═════ SUPPLIED DATA

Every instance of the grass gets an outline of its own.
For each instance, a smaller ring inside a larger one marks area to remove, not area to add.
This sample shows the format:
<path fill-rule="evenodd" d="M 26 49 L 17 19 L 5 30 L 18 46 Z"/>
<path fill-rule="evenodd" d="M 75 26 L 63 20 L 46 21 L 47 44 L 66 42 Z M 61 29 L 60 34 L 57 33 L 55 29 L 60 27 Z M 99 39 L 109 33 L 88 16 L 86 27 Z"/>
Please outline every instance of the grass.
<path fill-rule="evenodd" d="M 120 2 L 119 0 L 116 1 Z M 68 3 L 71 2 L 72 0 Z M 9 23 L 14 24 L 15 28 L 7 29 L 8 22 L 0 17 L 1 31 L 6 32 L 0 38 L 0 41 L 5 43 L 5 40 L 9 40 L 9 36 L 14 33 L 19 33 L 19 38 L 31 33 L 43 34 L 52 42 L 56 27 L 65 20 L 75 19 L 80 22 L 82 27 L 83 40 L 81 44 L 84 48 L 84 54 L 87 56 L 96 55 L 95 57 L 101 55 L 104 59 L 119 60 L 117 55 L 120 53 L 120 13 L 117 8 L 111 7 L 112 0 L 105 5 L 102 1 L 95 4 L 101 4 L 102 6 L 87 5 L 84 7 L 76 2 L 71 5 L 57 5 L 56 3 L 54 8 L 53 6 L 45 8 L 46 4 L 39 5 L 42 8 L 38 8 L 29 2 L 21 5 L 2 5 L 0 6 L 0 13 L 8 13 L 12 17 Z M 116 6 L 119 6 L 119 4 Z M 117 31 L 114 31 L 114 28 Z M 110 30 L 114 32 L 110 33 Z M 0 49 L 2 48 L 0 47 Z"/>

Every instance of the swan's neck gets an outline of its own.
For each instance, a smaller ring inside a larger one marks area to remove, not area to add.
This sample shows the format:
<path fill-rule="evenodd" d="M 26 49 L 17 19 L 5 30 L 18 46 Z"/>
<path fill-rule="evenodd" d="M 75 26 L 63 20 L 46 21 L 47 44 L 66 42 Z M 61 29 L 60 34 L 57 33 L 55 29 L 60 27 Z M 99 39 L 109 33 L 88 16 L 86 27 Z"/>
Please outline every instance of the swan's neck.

══════════

WHAT IS NEEDED >> Write out all of the material above word for word, changing nothing.

EXPECTED ANSWER >>
Every instance of the grass gets an outline of its own.
For each instance, a smaller ring inside a larger one marks area to remove, not area to add.
This sample shows the format:
<path fill-rule="evenodd" d="M 26 49 L 17 19 L 5 30 L 18 46 Z"/>
<path fill-rule="evenodd" d="M 75 26 L 63 20 L 46 21 L 47 44 L 66 42 Z M 61 29 L 60 34 L 57 33 L 55 29 L 60 27 Z M 99 39 L 109 33 L 88 16 L 86 27 Z"/>
Please outline every instance of the grass.
<path fill-rule="evenodd" d="M 120 2 L 119 0 L 116 1 Z M 68 3 L 71 2 L 72 0 Z M 9 23 L 14 24 L 15 28 L 7 29 L 8 22 L 0 17 L 1 31 L 6 32 L 0 38 L 0 41 L 5 43 L 5 40 L 9 40 L 9 36 L 14 33 L 19 33 L 19 38 L 31 33 L 43 34 L 52 42 L 56 27 L 65 20 L 75 19 L 80 22 L 82 27 L 83 40 L 81 44 L 84 48 L 84 54 L 87 56 L 96 55 L 95 57 L 101 55 L 104 59 L 119 60 L 117 55 L 120 53 L 120 13 L 117 8 L 111 7 L 112 0 L 105 5 L 102 1 L 95 4 L 101 4 L 102 6 L 87 5 L 84 7 L 76 2 L 71 5 L 57 5 L 56 3 L 54 8 L 53 6 L 45 8 L 46 4 L 39 5 L 42 8 L 38 8 L 29 2 L 21 5 L 2 5 L 0 6 L 0 13 L 8 13 L 12 17 Z M 116 6 L 119 6 L 119 4 Z M 117 31 L 114 31 L 114 28 Z M 110 30 L 114 32 L 110 33 Z M 0 49 L 2 48 L 0 47 Z"/>

Every instance of the swan's neck gets an outline of its own.
For each instance, a smaller ring inside a larger one marks area to remove, not area to add.
This sample shows the format:
<path fill-rule="evenodd" d="M 26 49 L 17 19 L 5 30 L 18 46 Z"/>
<path fill-rule="evenodd" d="M 75 26 L 63 20 L 46 21 L 47 44 L 66 42 Z M 61 29 L 60 34 L 57 33 L 55 29 L 60 27 Z M 99 39 L 109 33 L 88 16 L 86 27 Z"/>
Please outline every instance of the swan's neck.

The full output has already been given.